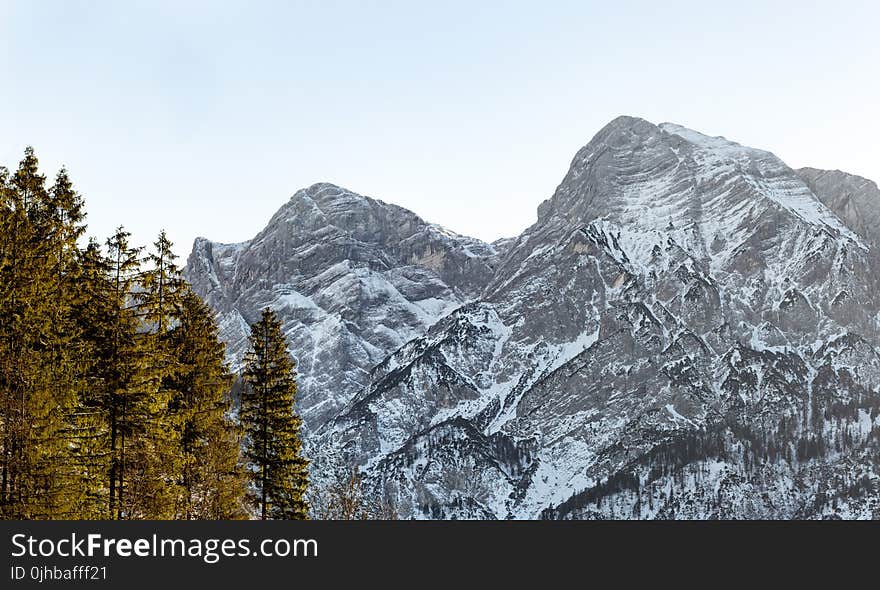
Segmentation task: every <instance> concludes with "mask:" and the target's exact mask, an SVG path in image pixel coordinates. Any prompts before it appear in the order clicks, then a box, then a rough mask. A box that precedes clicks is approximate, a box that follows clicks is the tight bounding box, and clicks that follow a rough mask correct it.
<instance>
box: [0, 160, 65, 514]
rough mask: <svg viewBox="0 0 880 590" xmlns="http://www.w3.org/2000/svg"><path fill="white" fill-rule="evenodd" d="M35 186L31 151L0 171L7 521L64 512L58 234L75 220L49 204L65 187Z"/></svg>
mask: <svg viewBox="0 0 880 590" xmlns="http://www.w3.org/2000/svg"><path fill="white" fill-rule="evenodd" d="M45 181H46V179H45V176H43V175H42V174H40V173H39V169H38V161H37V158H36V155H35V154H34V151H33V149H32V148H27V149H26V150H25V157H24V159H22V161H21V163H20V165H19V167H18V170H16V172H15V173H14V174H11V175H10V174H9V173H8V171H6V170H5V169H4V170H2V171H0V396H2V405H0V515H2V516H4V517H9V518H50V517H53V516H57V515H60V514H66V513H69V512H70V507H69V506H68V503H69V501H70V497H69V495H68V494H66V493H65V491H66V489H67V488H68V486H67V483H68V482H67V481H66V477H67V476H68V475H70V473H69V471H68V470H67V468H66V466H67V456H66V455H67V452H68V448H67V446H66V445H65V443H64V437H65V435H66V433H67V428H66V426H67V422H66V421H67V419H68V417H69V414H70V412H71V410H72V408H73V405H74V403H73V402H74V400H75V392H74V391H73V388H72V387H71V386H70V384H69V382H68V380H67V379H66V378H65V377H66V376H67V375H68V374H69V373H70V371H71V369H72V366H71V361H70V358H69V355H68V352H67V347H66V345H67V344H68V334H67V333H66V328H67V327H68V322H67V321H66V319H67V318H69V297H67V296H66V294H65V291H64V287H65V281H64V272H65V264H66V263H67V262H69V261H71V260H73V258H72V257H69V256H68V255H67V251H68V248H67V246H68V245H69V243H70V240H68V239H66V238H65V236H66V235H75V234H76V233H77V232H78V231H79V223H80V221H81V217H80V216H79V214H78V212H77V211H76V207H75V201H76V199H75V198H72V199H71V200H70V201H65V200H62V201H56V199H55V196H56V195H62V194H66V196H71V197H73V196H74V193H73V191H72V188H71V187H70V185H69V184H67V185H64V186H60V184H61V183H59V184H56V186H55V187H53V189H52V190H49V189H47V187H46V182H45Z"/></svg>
####################
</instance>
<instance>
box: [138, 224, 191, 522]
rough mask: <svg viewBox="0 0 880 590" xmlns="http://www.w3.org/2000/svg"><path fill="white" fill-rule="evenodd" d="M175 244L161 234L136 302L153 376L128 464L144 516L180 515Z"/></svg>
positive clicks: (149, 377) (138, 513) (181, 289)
####################
• [WORK ITEM]
Print the stretch from the line that contains "</instance>" through the line that contains "positive clicks: (149, 377)", reproducing each of those lines exactly and nothing else.

• [EXPECTED ANSWER]
</instance>
<instance>
box: [138, 224, 191, 522]
rough mask: <svg viewBox="0 0 880 590" xmlns="http://www.w3.org/2000/svg"><path fill="white" fill-rule="evenodd" d="M175 244L161 234L136 302L153 376L128 464L144 516L180 515Z"/></svg>
positive clicks: (149, 377) (138, 513) (181, 289)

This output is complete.